### EXERCISE
Line by line, give the data again exactly as it appears.

Extracted data entries

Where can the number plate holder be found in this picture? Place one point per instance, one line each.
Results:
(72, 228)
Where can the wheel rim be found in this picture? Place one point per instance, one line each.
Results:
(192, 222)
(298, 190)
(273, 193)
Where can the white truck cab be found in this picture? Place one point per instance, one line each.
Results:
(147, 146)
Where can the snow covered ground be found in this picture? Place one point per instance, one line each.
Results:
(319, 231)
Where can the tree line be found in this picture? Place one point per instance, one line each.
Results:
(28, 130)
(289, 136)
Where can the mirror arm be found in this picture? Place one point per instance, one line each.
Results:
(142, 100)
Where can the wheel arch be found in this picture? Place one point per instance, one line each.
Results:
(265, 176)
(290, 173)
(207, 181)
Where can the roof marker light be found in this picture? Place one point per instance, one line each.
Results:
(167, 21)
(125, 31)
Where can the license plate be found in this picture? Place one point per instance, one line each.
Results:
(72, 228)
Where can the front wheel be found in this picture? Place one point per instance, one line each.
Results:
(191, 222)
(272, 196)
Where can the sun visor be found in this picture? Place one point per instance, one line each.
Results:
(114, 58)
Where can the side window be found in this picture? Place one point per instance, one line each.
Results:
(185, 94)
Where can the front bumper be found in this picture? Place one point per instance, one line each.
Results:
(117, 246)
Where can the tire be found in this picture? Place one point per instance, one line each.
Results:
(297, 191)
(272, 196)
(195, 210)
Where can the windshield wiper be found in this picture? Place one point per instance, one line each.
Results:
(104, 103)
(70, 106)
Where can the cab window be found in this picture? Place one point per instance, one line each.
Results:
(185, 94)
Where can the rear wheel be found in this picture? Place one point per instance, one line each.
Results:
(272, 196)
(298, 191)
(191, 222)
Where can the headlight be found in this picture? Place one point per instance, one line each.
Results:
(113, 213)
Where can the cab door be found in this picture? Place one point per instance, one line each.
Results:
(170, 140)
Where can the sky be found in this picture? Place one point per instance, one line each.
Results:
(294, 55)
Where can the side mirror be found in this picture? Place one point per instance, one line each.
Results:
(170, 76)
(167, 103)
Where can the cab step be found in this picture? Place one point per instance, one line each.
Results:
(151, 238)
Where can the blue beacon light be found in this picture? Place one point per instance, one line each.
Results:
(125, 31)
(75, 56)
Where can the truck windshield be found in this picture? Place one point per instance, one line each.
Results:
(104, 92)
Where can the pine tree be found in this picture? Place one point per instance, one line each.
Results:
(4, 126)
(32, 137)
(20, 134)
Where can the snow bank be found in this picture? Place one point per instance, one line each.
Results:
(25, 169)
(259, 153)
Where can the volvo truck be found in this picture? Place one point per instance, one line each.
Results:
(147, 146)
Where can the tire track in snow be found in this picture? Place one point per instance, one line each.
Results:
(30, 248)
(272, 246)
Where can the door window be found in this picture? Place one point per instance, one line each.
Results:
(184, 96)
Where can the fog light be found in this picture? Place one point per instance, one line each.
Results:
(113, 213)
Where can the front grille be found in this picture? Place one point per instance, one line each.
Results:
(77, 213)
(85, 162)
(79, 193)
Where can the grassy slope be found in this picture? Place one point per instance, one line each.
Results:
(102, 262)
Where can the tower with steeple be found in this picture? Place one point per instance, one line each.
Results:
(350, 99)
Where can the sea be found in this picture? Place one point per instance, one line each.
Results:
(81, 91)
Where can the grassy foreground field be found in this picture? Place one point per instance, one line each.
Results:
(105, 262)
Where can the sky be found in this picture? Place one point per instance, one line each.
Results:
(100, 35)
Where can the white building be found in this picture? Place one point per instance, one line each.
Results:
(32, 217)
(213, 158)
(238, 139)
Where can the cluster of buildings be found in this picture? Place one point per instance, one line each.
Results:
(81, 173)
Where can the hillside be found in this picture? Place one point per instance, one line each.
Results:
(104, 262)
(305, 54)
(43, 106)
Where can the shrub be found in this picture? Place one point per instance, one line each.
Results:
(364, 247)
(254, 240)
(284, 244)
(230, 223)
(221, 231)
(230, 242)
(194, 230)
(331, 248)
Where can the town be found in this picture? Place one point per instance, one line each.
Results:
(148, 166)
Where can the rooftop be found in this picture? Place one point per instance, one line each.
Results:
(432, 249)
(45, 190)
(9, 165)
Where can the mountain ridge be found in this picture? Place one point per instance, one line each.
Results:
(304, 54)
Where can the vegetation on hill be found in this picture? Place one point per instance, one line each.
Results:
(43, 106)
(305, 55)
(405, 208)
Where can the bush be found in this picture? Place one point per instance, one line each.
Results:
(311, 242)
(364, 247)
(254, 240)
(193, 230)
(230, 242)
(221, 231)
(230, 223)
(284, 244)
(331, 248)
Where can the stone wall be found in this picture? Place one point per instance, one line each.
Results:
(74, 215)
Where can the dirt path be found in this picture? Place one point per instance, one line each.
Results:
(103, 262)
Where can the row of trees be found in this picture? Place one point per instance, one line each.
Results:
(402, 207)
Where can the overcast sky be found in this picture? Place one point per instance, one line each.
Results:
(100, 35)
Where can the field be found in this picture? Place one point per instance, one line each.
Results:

### ANSWER AREA
Where can the number plate holder be found in this picture? Place one point per instance, one line each.
Results:
(72, 228)
Where can the wheel rim be found in this picture? Place one point per instance, one line each.
Results:
(192, 222)
(298, 190)
(273, 193)
Where can the white truck cab be found in this picture? Place one point per instance, one line each.
Results:
(147, 146)
Where can the snow covered ground be found in this picture? Place one point per instance, one line each.
Results:
(319, 231)
Where can the tree line be found in this picture? Place one point per instance, one line each.
Results:
(28, 130)
(289, 136)
Where can the mirror arm be found in this picture? Place one point per instance, one line each.
Results:
(142, 100)
Where can the wheel arch be found in this picture? Place one point per instance, one line each.
Results:
(265, 176)
(290, 173)
(207, 181)
Where can the roof marker light be found in this picture? Place one point per instance, one line each.
Results:
(167, 21)
(125, 31)
Where can the license plate be found in this picture? Place one point per instance, one line each.
Results:
(72, 228)
Where can the front wheel be found in this picture? Place one point per instance, one line each.
Results:
(191, 222)
(272, 196)
Where can the sun visor be found in this picture? Place one point per instance, one line each.
Results:
(114, 58)
Where can the side window be found in this picture? Place one point per instance, one line each.
Results:
(185, 94)
Where can the front bumper be found in this picture? Place one point per instance, one line each.
Results:
(117, 246)
Where can the tire be found in this picture? Place one point per instance, one line each.
Results:
(297, 191)
(272, 196)
(195, 210)
Where can the windshield wiper be found in this picture? Place one point per instance, one line each.
Results:
(104, 103)
(70, 106)
Where can the cab window be found in this picture? Place one point per instance, one line each.
Results:
(185, 94)
Where can the rear wheel be found in this picture? Place one point per instance, one line each.
Results:
(272, 196)
(298, 191)
(191, 222)
Where can the headlight be found in this picture? Place one point per instance, one line each.
Results:
(113, 213)
Where can the cab door be found in this picture? Place one point per instance, one line each.
Results:
(170, 140)
Where can the sky be found in this picture? Place one point per instance, one line each.
Results:
(294, 55)
Where can the side mirror be found in this picture? Place one point per instance, one line each.
Results:
(170, 76)
(167, 103)
Where can the cab step be found in this picture? Place one point per instance, one line each.
Results:
(151, 238)
Where can the blue beacon light be found in this picture? Place one point per instance, one line each.
Results:
(125, 31)
(75, 56)
Where can the truck windshield be found in this picture? Place one point per instance, one line each.
Results:
(104, 92)
Where can the pine tree be found in this picture? Place one point per instance, one line each.
Results:
(4, 126)
(32, 137)
(20, 134)
Where can the snow bank be found in this picture? Place one point per instance, one line each.
Results:
(25, 169)
(259, 153)
Where can the volvo truck be found in this picture? Place one point per instance, one line each.
Results:
(147, 146)
Where can the tire track in snow be found in this picture? Place one point per instance, one line each.
Results:
(30, 248)
(272, 246)
Where can the door window be found in this picture? Place one point per instance, one line each.
Results:
(184, 96)
Where can the fog light be found in this picture? Place one point per instance, one line each.
Results:
(113, 213)
Where can the front grille be found in this picture? Place one point per instance, one line each.
Results:
(77, 213)
(85, 162)
(79, 193)
Where can the grassy slope be found in this picture? Place one point per instance, one line each.
Results:
(102, 262)
Where can the tower with steeple be found in this picture? Place one point per instance, one line each.
Results:
(350, 99)
Where can the sea be found in this picture? Place one point per instance, one line each.
Results:
(81, 91)
Where can the grassy foreground field be found in this picture? Place one point per instance, one line each.
Results:
(105, 262)
Where can the sky be found in this picture? Place one point per instance, one line each.
Results:
(100, 35)
Where can the white building be found in this picture? Place one point per instance, one line each.
Results:
(32, 217)
(213, 158)
(238, 139)
Where can the cluster of buildings be found in this picture? Place one point per instance, one line each.
Results:
(81, 173)
Where can the hillside be found in this picture? Place one point per instance, one line each.
Results:
(104, 262)
(305, 54)
(43, 106)
Where can the shrub be found in this picture? Place one point per instance, one line each.
Results:
(364, 247)
(254, 240)
(284, 244)
(230, 223)
(221, 231)
(230, 242)
(194, 230)
(331, 248)
Where can the town be found in this picture? Place one point per instance, one line each.
Results:
(148, 166)
Where can the rooftop be found in this picture? Place one point per instance, one line each.
Results:
(432, 249)
(45, 190)
(9, 165)
Where can the mountain ridge be found in this picture? Place one point per instance, one line each.
Results:
(304, 54)
Where can the vegetation on hill be found in this picture? Place one point per instance, one line each.
Results:
(43, 106)
(305, 55)
(405, 208)
Where can the bush be found in this picture? Place one point per instance, one line each.
Results:
(311, 242)
(364, 247)
(254, 240)
(193, 230)
(230, 242)
(221, 231)
(230, 223)
(284, 244)
(331, 248)
Where can the stone wall be found in this picture? Place one point per instance, one line each.
Results:
(74, 215)
Where can the dirt path be found in this picture? Place one point per instance, one line each.
Results:
(103, 262)
Where can the row of trees be found in this picture? Place one point per instance, one line each.
Results:
(402, 207)
Where can the overcast sky be found in this picture? Place one point per instance, one line each.
Results:
(100, 35)
Where can the field be found in this picture? Place one point per instance, one line each.
Results:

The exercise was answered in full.